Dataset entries
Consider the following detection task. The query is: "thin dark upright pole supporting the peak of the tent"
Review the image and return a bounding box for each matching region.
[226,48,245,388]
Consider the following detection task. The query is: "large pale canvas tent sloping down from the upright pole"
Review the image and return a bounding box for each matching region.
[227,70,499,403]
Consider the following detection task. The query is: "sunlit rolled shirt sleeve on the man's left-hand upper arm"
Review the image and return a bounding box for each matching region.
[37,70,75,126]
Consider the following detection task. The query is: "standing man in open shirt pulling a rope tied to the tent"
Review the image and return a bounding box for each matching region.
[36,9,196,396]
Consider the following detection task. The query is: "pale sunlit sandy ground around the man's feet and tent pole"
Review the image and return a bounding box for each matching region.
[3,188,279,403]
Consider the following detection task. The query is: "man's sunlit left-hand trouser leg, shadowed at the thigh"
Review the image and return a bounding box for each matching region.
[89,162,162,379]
...
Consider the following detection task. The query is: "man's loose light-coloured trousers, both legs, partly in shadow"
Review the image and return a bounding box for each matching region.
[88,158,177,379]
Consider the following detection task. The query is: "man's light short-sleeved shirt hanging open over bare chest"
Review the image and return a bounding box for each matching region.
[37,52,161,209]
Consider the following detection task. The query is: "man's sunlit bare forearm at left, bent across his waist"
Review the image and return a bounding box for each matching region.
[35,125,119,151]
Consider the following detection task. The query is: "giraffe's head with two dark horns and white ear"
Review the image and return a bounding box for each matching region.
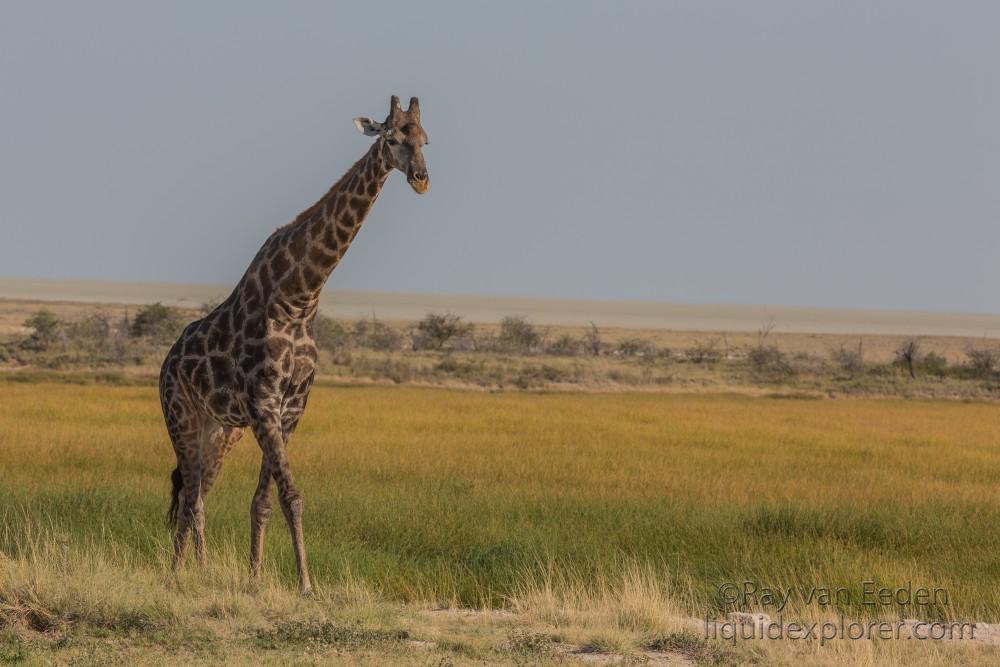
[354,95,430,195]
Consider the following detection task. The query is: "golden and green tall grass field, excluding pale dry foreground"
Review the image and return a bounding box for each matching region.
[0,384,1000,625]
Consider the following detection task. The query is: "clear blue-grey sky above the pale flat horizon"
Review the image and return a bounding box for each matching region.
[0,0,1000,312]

WORK REQUEST
In the records above, collect each line with "hand".

WRITTEN RESPONSE
Consider the following detection task. The query is: "sunlit rolled shirt sleeve on the man's left-hand upper arm"
Consider the following detection task. The query is: "man's sunlit left-hand trouser leg, shadowed at the thigh"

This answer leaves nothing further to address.